Task requirements: Repeat the line that contains "Is there at least one tree" exactly, along with each following line up to and including the last line of the entries.

------ Given entries

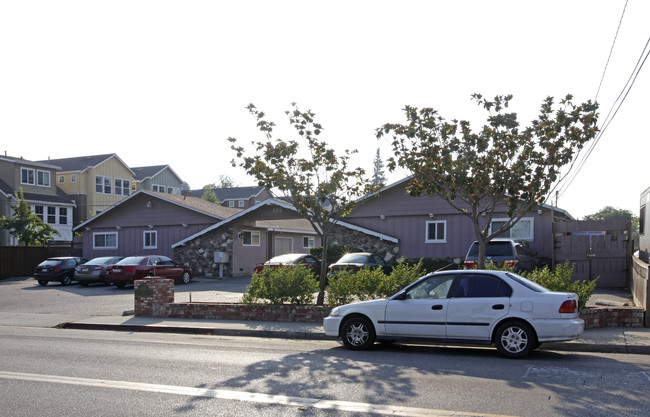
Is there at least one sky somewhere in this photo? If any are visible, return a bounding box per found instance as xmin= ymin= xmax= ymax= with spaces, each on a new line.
xmin=1 ymin=1 xmax=648 ymax=219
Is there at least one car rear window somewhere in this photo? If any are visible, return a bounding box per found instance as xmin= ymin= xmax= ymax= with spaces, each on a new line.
xmin=116 ymin=256 xmax=146 ymax=265
xmin=39 ymin=259 xmax=63 ymax=266
xmin=506 ymin=272 xmax=550 ymax=293
xmin=337 ymin=254 xmax=370 ymax=263
xmin=467 ymin=241 xmax=514 ymax=257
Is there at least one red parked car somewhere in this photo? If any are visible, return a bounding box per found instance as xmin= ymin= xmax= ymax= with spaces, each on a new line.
xmin=106 ymin=255 xmax=193 ymax=288
xmin=253 ymin=253 xmax=322 ymax=276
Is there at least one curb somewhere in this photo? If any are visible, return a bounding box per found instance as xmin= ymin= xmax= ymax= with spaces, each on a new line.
xmin=59 ymin=322 xmax=332 ymax=341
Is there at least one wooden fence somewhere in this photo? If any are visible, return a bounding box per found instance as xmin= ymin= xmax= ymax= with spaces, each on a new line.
xmin=0 ymin=246 xmax=82 ymax=279
xmin=554 ymin=219 xmax=631 ymax=288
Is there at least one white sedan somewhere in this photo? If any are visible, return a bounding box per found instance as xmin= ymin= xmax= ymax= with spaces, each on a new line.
xmin=323 ymin=269 xmax=584 ymax=358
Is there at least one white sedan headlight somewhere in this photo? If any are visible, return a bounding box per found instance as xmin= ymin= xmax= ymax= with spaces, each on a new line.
xmin=329 ymin=307 xmax=341 ymax=317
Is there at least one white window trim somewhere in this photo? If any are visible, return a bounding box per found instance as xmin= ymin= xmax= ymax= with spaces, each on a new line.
xmin=425 ymin=220 xmax=447 ymax=243
xmin=58 ymin=175 xmax=65 ymax=184
xmin=115 ymin=178 xmax=130 ymax=196
xmin=95 ymin=175 xmax=112 ymax=194
xmin=238 ymin=200 xmax=245 ymax=207
xmin=21 ymin=167 xmax=35 ymax=185
xmin=71 ymin=174 xmax=77 ymax=183
xmin=489 ymin=217 xmax=535 ymax=241
xmin=242 ymin=230 xmax=260 ymax=246
xmin=228 ymin=201 xmax=235 ymax=207
xmin=303 ymin=236 xmax=315 ymax=248
xmin=143 ymin=230 xmax=158 ymax=249
xmin=37 ymin=170 xmax=51 ymax=187
xmin=93 ymin=232 xmax=118 ymax=249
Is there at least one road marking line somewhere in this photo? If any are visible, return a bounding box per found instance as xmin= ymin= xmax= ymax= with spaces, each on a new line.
xmin=0 ymin=370 xmax=518 ymax=417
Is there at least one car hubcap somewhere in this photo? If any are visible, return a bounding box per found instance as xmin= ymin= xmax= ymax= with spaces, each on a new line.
xmin=346 ymin=323 xmax=369 ymax=346
xmin=501 ymin=326 xmax=528 ymax=353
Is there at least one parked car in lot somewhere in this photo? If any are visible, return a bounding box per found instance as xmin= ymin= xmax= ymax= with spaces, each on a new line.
xmin=327 ymin=252 xmax=392 ymax=275
xmin=463 ymin=239 xmax=538 ymax=272
xmin=34 ymin=257 xmax=88 ymax=286
xmin=105 ymin=255 xmax=193 ymax=288
xmin=253 ymin=253 xmax=322 ymax=276
xmin=323 ymin=269 xmax=584 ymax=358
xmin=74 ymin=256 xmax=124 ymax=286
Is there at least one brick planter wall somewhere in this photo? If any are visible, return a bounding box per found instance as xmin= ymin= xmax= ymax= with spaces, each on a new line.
xmin=134 ymin=278 xmax=645 ymax=328
xmin=580 ymin=307 xmax=645 ymax=329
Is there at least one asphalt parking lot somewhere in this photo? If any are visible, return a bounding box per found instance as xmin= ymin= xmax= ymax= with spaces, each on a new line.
xmin=0 ymin=275 xmax=251 ymax=317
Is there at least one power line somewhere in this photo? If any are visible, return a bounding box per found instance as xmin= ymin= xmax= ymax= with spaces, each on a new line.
xmin=595 ymin=0 xmax=628 ymax=101
xmin=556 ymin=36 xmax=650 ymax=199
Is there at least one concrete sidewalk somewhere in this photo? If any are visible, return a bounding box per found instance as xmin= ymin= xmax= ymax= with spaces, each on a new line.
xmin=44 ymin=313 xmax=650 ymax=355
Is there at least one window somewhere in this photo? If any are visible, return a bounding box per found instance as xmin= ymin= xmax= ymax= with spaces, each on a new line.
xmin=451 ymin=275 xmax=512 ymax=298
xmin=115 ymin=179 xmax=130 ymax=196
xmin=94 ymin=232 xmax=118 ymax=249
xmin=21 ymin=168 xmax=35 ymax=185
xmin=33 ymin=205 xmax=44 ymax=221
xmin=152 ymin=184 xmax=164 ymax=192
xmin=37 ymin=170 xmax=50 ymax=187
xmin=59 ymin=176 xmax=65 ymax=184
xmin=228 ymin=201 xmax=235 ymax=208
xmin=71 ymin=174 xmax=77 ymax=183
xmin=406 ymin=275 xmax=455 ymax=299
xmin=490 ymin=217 xmax=534 ymax=241
xmin=641 ymin=205 xmax=646 ymax=236
xmin=167 ymin=186 xmax=180 ymax=195
xmin=95 ymin=175 xmax=112 ymax=194
xmin=59 ymin=208 xmax=68 ymax=225
xmin=238 ymin=200 xmax=245 ymax=207
xmin=303 ymin=236 xmax=315 ymax=248
xmin=425 ymin=220 xmax=446 ymax=243
xmin=47 ymin=207 xmax=56 ymax=224
xmin=143 ymin=230 xmax=157 ymax=249
xmin=242 ymin=230 xmax=260 ymax=246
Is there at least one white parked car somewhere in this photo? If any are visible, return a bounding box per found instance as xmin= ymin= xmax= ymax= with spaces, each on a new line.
xmin=324 ymin=270 xmax=584 ymax=358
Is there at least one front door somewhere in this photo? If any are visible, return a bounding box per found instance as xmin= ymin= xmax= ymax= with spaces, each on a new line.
xmin=383 ymin=274 xmax=455 ymax=338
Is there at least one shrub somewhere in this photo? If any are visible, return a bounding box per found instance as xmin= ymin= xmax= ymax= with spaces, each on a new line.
xmin=378 ymin=259 xmax=426 ymax=297
xmin=326 ymin=269 xmax=358 ymax=306
xmin=401 ymin=257 xmax=461 ymax=273
xmin=241 ymin=265 xmax=318 ymax=305
xmin=520 ymin=262 xmax=598 ymax=310
xmin=326 ymin=259 xmax=427 ymax=306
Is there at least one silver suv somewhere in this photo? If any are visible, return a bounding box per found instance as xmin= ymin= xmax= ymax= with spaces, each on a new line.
xmin=463 ymin=239 xmax=538 ymax=272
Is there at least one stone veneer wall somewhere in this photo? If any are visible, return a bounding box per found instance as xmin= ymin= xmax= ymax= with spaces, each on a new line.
xmin=135 ymin=278 xmax=644 ymax=328
xmin=174 ymin=227 xmax=234 ymax=278
xmin=328 ymin=223 xmax=400 ymax=262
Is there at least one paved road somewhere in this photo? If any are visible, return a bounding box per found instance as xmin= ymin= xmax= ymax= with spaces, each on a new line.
xmin=2 ymin=326 xmax=650 ymax=417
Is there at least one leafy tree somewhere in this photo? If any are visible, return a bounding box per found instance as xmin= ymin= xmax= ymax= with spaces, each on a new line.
xmin=216 ymin=174 xmax=237 ymax=188
xmin=377 ymin=94 xmax=599 ymax=268
xmin=0 ymin=188 xmax=60 ymax=246
xmin=201 ymin=184 xmax=220 ymax=204
xmin=584 ymin=206 xmax=638 ymax=229
xmin=372 ymin=148 xmax=387 ymax=186
xmin=229 ymin=103 xmax=380 ymax=305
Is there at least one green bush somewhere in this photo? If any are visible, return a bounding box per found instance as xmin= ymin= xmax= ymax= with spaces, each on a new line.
xmin=325 ymin=259 xmax=427 ymax=306
xmin=325 ymin=269 xmax=358 ymax=306
xmin=401 ymin=257 xmax=461 ymax=273
xmin=242 ymin=265 xmax=318 ymax=305
xmin=378 ymin=259 xmax=426 ymax=297
xmin=520 ymin=262 xmax=597 ymax=310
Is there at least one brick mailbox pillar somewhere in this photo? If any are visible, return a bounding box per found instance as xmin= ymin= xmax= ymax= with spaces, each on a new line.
xmin=134 ymin=278 xmax=174 ymax=317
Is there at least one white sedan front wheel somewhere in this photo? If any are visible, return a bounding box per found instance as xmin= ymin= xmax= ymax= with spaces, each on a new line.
xmin=341 ymin=316 xmax=376 ymax=350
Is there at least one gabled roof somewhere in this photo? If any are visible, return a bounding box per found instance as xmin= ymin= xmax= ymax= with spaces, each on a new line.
xmin=172 ymin=199 xmax=398 ymax=248
xmin=73 ymin=190 xmax=242 ymax=231
xmin=131 ymin=165 xmax=183 ymax=183
xmin=361 ymin=176 xmax=574 ymax=219
xmin=40 ymin=154 xmax=134 ymax=175
xmin=187 ymin=186 xmax=267 ymax=201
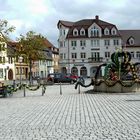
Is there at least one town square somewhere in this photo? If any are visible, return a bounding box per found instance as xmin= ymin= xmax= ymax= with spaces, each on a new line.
xmin=0 ymin=0 xmax=140 ymax=139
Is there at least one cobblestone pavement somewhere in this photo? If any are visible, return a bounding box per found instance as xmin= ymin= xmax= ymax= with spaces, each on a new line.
xmin=0 ymin=80 xmax=140 ymax=140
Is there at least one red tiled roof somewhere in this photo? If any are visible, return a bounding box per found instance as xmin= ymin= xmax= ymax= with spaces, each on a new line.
xmin=44 ymin=39 xmax=54 ymax=48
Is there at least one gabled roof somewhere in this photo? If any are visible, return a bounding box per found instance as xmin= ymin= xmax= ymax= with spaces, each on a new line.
xmin=60 ymin=16 xmax=121 ymax=39
xmin=44 ymin=39 xmax=54 ymax=48
xmin=57 ymin=20 xmax=74 ymax=28
xmin=44 ymin=39 xmax=59 ymax=54
xmin=119 ymin=30 xmax=140 ymax=47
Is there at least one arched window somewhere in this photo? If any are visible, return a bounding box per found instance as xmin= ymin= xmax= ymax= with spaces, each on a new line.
xmin=61 ymin=67 xmax=67 ymax=74
xmin=71 ymin=67 xmax=78 ymax=76
xmin=80 ymin=66 xmax=87 ymax=77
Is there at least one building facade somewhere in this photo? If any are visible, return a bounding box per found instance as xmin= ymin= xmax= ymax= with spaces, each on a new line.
xmin=57 ymin=16 xmax=122 ymax=77
xmin=0 ymin=34 xmax=16 ymax=81
xmin=32 ymin=39 xmax=59 ymax=78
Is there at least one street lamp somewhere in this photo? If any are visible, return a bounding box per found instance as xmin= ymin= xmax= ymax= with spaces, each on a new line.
xmin=19 ymin=56 xmax=23 ymax=88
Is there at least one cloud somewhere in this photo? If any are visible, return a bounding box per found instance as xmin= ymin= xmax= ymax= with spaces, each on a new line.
xmin=0 ymin=0 xmax=140 ymax=47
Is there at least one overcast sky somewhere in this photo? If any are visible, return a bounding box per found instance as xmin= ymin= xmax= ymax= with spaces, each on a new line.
xmin=0 ymin=0 xmax=140 ymax=47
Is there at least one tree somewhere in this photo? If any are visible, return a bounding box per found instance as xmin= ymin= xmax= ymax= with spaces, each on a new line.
xmin=17 ymin=31 xmax=48 ymax=85
xmin=0 ymin=19 xmax=15 ymax=41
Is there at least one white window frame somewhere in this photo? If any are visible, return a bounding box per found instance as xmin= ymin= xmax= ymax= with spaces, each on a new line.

------------

Response for this exercise:
Is there at least one tree somewhere in this photo? If any are visible, return a bounding box per found instance as xmin= ymin= xmax= ymax= with spaces, each on a new line.
xmin=17 ymin=31 xmax=48 ymax=85
xmin=0 ymin=19 xmax=15 ymax=41
Is there at least one white window frame somewhere in this photo? If any are visible, return a bounding box per found instance as xmin= ymin= xmax= ymax= with spaces, each on a new line.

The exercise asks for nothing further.